(Directions) Show every line of the listing below that contains the word "wooden". Case counts, so match capitals exactly.

Stored data entries
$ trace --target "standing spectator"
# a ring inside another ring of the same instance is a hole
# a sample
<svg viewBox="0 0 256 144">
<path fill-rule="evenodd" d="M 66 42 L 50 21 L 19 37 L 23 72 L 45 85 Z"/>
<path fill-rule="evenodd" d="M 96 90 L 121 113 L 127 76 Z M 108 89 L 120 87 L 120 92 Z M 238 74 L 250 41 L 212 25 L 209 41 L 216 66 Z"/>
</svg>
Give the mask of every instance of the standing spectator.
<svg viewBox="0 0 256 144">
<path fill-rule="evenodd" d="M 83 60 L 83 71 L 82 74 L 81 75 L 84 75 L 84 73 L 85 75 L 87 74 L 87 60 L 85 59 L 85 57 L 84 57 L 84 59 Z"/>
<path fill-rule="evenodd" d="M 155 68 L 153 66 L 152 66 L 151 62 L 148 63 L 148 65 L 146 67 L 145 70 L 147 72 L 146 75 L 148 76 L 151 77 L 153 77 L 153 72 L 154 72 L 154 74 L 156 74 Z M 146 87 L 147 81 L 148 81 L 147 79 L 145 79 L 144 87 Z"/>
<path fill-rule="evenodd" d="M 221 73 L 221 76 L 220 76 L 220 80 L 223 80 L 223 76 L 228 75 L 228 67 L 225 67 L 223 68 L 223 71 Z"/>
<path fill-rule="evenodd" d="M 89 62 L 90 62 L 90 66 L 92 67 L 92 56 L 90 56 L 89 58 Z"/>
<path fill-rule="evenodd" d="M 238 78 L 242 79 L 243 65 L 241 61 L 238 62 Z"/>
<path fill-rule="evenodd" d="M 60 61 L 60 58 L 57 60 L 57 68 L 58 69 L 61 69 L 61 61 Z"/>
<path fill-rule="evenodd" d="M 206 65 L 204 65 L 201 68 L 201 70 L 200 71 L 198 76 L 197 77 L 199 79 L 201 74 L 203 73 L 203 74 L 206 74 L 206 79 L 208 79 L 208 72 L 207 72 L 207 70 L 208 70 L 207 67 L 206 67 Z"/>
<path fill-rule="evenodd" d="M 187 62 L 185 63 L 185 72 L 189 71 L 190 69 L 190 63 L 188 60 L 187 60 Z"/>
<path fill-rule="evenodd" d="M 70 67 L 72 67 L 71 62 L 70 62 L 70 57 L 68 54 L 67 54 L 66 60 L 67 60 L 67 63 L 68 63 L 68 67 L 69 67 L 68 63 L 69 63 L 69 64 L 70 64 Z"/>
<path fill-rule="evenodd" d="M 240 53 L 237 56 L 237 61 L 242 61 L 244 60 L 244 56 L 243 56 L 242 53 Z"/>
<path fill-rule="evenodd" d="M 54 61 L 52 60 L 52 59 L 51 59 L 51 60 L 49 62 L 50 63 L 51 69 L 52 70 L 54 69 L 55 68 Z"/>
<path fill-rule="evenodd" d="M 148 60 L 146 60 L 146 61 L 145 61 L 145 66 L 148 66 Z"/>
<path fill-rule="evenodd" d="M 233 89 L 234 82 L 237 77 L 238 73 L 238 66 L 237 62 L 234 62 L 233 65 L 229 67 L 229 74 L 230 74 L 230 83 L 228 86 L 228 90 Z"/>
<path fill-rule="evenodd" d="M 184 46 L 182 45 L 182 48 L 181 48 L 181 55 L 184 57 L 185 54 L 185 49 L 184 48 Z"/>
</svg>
==
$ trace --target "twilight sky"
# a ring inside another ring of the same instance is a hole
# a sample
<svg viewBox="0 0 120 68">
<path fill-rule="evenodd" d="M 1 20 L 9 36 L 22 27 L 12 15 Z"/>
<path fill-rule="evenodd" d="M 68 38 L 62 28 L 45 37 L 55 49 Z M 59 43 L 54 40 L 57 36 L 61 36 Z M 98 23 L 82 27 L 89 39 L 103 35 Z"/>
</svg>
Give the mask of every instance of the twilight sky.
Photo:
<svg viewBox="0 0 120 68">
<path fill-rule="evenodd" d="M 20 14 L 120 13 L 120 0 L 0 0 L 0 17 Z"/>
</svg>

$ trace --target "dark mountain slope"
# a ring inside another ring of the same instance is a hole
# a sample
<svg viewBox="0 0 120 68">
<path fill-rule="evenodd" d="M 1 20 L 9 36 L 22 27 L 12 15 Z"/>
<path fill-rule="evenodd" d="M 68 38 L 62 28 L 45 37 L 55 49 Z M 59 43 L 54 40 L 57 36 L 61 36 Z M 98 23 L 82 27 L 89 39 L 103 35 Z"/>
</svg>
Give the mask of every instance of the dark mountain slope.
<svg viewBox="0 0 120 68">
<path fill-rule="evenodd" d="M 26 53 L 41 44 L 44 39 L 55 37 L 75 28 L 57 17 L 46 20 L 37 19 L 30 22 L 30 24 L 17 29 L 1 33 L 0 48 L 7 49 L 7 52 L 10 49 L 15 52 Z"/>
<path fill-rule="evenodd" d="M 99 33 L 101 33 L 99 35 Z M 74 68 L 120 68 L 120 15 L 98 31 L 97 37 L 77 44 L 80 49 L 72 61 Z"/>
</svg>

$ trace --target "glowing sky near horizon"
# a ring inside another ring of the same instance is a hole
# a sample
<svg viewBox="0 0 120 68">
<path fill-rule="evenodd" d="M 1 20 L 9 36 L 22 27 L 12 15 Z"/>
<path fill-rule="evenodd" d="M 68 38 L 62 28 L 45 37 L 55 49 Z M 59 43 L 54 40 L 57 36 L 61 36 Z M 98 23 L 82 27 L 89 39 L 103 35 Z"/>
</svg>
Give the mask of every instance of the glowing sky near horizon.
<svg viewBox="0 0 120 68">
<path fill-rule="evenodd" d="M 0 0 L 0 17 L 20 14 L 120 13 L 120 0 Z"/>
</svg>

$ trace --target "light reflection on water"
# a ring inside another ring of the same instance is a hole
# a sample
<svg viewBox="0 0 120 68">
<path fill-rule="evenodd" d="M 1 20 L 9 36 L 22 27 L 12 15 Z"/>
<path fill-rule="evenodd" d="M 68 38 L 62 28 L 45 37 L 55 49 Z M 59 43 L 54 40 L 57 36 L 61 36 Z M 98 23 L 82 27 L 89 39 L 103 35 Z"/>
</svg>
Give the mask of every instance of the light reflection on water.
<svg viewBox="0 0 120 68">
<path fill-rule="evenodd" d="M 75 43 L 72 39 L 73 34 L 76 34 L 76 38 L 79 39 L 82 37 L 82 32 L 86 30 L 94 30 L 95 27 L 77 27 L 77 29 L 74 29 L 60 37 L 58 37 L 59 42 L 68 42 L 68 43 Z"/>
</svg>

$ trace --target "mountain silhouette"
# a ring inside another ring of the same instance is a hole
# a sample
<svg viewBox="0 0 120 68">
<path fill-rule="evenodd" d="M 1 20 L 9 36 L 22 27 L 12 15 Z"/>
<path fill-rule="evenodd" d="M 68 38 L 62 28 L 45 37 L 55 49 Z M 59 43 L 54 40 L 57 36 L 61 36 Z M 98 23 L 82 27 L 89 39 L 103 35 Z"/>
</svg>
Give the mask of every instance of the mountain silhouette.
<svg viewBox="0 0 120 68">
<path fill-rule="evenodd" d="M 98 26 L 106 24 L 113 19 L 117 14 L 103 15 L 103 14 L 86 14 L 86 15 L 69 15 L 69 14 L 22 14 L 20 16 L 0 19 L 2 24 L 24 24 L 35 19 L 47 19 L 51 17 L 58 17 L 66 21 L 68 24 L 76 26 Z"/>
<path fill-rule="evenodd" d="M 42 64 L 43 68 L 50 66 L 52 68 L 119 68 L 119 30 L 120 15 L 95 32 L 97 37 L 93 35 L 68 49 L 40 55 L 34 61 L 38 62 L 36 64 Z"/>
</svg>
==
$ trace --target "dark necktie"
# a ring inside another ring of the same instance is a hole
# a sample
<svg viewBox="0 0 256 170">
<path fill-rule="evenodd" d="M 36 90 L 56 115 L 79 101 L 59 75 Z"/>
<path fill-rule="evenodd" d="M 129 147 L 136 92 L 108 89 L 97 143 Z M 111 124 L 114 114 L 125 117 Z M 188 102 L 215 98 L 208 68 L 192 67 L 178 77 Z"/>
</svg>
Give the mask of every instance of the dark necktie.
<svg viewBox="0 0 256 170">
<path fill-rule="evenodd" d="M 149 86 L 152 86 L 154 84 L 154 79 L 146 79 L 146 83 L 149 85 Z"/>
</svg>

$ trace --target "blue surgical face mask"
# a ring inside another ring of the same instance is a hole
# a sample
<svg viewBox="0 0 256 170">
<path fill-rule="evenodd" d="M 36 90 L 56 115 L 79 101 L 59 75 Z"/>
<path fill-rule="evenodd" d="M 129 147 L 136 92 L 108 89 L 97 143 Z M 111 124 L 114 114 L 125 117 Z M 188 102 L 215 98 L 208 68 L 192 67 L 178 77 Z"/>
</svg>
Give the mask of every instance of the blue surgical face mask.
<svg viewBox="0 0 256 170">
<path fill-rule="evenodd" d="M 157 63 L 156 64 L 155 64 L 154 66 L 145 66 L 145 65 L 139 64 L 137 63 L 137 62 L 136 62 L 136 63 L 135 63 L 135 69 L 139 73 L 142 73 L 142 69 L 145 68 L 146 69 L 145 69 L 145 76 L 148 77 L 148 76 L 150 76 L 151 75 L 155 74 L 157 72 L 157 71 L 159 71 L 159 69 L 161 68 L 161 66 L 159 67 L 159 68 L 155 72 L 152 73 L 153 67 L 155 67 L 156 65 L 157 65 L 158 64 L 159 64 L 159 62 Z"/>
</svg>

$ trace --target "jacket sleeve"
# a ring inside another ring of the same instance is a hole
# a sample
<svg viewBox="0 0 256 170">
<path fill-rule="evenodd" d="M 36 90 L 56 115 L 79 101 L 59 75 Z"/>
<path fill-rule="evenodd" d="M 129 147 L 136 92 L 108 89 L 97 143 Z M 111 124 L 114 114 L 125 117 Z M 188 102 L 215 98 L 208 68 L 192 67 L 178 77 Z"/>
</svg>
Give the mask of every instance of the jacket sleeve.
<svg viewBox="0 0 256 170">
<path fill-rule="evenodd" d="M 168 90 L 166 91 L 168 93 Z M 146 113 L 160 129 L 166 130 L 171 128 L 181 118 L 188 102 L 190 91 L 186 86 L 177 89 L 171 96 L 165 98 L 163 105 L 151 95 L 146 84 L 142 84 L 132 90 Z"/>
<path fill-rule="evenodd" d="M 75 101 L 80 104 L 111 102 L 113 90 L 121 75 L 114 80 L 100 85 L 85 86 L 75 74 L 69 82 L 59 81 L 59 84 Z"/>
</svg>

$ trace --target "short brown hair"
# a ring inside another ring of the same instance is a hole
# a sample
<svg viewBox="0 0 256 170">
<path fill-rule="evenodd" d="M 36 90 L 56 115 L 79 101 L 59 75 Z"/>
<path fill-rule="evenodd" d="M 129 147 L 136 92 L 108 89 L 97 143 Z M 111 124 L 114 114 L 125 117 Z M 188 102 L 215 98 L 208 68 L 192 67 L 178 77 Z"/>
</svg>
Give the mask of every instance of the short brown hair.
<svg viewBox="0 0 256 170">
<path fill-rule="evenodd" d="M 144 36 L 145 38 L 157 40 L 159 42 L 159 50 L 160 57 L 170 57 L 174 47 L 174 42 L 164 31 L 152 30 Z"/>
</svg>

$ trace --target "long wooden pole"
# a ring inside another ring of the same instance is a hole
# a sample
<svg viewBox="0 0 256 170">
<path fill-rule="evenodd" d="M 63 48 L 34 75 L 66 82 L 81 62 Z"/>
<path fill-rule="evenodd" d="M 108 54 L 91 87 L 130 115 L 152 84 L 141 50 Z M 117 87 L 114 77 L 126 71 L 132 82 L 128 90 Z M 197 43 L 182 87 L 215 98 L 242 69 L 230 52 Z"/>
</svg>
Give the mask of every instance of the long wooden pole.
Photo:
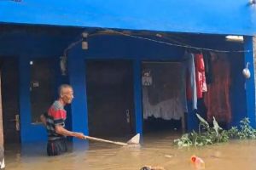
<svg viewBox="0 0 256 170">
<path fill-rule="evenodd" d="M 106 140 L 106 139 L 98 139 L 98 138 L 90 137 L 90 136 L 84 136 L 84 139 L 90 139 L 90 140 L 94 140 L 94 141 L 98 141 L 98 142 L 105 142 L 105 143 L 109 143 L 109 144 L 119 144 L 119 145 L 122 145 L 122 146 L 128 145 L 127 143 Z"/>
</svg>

(Result of the task)
$ trace --target "long wooden pole"
Give the mask of every instance of the long wooden pole.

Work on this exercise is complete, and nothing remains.